**Task brief**. Please output exactly the run of lines that starts at the line with "the eyeglasses, each" and ends at the last line of the records below.

**Records to use**.
○ ○ ○ ○

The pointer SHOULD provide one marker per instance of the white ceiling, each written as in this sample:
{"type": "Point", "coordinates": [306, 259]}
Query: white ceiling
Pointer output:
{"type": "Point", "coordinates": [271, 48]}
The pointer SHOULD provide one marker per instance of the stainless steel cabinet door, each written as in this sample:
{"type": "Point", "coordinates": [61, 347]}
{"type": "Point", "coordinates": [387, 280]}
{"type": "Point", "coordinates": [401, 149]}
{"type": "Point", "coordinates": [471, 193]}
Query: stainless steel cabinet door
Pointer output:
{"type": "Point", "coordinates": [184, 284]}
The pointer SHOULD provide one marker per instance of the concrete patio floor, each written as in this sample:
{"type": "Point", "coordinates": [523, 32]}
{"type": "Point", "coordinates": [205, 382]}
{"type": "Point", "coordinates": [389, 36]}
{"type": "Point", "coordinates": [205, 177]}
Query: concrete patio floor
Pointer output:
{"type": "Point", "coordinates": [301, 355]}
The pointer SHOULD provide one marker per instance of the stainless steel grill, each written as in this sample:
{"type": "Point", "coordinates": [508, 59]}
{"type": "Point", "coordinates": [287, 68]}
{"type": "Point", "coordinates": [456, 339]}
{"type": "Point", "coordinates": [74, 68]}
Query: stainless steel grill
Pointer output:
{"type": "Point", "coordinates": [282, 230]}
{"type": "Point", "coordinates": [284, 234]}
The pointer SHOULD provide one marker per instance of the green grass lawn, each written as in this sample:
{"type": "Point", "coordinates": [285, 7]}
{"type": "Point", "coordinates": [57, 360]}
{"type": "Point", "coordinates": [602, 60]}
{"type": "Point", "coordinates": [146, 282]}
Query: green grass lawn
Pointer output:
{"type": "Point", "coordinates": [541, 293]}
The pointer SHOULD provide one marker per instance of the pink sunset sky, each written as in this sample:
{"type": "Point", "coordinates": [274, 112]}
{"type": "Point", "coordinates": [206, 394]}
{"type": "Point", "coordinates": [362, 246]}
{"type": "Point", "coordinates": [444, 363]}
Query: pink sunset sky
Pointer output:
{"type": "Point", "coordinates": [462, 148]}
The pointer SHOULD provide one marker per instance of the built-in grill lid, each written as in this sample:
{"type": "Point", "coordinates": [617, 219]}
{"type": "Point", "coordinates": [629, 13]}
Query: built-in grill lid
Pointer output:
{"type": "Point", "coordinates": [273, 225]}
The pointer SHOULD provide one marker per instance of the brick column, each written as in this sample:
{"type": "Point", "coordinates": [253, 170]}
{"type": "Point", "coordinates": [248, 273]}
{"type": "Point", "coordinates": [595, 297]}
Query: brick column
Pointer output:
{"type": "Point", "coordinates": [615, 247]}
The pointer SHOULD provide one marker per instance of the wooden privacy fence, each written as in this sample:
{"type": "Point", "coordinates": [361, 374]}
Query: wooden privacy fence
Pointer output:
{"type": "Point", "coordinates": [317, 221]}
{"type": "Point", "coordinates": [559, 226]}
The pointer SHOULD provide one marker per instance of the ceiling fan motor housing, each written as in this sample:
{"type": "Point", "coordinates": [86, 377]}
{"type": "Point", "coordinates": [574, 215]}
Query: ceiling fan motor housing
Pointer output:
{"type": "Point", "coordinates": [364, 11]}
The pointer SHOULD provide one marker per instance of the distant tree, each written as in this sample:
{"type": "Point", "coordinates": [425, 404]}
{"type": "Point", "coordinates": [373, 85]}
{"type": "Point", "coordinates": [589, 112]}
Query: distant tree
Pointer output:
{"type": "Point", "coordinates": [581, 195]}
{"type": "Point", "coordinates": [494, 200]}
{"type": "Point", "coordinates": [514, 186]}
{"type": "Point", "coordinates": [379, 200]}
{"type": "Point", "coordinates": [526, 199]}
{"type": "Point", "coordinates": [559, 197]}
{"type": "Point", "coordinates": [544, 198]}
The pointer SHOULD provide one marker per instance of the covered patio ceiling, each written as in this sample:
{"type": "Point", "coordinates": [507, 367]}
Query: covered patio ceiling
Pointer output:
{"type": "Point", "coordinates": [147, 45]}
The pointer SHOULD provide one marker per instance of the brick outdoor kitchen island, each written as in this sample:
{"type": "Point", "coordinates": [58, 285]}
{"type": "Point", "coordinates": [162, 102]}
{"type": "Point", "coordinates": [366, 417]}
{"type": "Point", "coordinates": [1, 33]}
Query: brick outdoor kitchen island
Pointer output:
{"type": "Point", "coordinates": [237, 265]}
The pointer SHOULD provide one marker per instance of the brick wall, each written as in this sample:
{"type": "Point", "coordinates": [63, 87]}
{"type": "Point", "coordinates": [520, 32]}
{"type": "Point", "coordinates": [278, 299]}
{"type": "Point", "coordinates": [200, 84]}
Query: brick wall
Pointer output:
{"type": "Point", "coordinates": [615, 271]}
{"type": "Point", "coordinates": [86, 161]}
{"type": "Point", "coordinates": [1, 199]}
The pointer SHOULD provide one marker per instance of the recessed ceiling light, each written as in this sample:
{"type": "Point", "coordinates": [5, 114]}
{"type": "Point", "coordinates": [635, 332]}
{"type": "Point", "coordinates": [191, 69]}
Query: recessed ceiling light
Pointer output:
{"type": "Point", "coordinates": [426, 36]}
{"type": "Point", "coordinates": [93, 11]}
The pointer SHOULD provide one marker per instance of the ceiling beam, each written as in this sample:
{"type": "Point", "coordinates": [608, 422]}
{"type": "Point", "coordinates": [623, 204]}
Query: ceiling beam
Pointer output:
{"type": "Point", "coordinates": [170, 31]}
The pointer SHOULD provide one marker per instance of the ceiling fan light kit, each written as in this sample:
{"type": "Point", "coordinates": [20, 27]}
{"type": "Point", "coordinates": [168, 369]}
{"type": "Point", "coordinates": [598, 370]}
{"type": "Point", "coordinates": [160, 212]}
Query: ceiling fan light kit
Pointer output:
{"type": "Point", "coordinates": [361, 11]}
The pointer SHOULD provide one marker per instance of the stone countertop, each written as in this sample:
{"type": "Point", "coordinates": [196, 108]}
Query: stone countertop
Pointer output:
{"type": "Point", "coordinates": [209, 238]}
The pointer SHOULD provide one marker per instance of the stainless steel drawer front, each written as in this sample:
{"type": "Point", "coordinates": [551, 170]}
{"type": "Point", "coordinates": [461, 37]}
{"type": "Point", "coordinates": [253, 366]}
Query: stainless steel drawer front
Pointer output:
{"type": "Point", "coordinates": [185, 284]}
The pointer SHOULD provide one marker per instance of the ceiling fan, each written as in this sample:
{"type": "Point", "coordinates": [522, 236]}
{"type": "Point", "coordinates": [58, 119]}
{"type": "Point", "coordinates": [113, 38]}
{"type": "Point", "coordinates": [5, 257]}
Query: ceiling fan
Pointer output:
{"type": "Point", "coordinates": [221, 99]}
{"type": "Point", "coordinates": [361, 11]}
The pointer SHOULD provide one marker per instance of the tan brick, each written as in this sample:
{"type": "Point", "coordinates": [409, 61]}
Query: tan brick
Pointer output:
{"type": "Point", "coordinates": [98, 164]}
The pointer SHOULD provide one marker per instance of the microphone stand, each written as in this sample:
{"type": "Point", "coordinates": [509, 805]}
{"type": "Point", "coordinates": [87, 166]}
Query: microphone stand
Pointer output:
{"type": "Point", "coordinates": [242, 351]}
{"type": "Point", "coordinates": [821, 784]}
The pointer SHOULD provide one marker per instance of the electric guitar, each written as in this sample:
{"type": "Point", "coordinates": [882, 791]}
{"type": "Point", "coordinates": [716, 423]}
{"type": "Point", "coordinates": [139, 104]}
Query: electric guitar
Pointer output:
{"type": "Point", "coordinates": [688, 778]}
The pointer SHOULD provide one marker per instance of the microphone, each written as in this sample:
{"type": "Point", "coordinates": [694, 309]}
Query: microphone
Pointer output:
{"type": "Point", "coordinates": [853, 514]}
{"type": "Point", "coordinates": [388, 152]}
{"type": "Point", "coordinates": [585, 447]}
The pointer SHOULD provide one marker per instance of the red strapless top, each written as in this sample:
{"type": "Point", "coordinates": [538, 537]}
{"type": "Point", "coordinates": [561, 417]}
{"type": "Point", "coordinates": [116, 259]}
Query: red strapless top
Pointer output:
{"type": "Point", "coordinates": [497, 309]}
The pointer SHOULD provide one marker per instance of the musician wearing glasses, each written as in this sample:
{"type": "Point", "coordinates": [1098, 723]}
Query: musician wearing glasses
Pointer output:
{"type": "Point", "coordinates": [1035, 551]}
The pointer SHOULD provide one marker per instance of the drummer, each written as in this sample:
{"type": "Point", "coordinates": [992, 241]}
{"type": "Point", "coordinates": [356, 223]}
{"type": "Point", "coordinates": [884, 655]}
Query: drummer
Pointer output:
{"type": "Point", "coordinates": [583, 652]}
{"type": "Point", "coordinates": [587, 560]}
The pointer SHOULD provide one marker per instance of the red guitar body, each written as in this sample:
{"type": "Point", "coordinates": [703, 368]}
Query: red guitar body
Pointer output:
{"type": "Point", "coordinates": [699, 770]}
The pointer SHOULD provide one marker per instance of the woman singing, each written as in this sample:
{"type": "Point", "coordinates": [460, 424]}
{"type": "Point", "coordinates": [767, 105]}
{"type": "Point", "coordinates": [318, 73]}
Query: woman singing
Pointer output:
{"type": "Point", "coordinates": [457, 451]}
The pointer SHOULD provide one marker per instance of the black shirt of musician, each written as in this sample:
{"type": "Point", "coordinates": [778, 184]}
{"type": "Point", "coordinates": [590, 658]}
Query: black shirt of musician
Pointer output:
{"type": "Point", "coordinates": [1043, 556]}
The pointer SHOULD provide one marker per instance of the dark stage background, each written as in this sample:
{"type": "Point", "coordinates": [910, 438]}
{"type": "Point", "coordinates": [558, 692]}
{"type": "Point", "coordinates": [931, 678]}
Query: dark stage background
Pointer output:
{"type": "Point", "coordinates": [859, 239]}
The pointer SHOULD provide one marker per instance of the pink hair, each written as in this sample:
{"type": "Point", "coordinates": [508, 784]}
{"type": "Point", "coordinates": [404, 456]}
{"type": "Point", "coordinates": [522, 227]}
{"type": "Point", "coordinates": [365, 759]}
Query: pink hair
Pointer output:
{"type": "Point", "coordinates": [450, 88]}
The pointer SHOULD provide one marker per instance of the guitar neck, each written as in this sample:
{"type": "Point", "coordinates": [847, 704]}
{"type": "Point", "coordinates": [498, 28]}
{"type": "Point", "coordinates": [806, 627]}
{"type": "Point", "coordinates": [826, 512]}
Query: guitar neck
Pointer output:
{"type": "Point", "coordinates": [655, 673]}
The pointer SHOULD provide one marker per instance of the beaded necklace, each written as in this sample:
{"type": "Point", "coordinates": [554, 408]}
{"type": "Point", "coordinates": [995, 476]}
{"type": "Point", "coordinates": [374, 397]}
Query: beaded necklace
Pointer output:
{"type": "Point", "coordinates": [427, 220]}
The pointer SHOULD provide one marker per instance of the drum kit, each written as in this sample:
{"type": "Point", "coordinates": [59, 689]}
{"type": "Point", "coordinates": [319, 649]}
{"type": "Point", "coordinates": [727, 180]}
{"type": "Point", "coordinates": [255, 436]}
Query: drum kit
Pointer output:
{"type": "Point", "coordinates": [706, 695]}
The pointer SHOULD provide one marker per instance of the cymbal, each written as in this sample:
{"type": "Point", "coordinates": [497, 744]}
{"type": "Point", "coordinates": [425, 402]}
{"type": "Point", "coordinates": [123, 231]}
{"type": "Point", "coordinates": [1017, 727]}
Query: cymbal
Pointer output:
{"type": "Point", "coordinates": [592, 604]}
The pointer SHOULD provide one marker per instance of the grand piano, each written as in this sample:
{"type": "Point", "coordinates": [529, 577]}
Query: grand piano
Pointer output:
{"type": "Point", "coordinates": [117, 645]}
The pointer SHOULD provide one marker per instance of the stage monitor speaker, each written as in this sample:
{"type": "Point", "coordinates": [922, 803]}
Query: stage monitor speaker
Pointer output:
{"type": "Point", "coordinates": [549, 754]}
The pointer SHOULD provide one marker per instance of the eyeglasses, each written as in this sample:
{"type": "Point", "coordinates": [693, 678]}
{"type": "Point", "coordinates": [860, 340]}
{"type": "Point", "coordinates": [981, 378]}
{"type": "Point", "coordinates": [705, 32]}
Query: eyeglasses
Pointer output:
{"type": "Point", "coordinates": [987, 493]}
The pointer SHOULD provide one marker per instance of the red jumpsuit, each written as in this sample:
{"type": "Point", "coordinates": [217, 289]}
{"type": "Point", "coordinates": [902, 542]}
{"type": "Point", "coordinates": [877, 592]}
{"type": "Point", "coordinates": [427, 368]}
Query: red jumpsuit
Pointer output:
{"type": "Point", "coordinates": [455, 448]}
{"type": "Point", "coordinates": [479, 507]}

○ ○ ○ ○

**Expected output**.
The pointer SHOULD provide one marker per instance of the eyeglasses, each written as in this sample:
{"type": "Point", "coordinates": [693, 678]}
{"type": "Point", "coordinates": [860, 340]}
{"type": "Point", "coordinates": [981, 378]}
{"type": "Point", "coordinates": [705, 32]}
Query: eyeglasses
Pointer output:
{"type": "Point", "coordinates": [987, 493]}
The pointer SHOULD provide one marker per instance of the red jumpsuit, each written as in this sample:
{"type": "Point", "coordinates": [217, 289]}
{"type": "Point", "coordinates": [902, 542]}
{"type": "Point", "coordinates": [877, 592]}
{"type": "Point", "coordinates": [427, 368]}
Query: red jumpsuit
Pointer output:
{"type": "Point", "coordinates": [455, 448]}
{"type": "Point", "coordinates": [479, 507]}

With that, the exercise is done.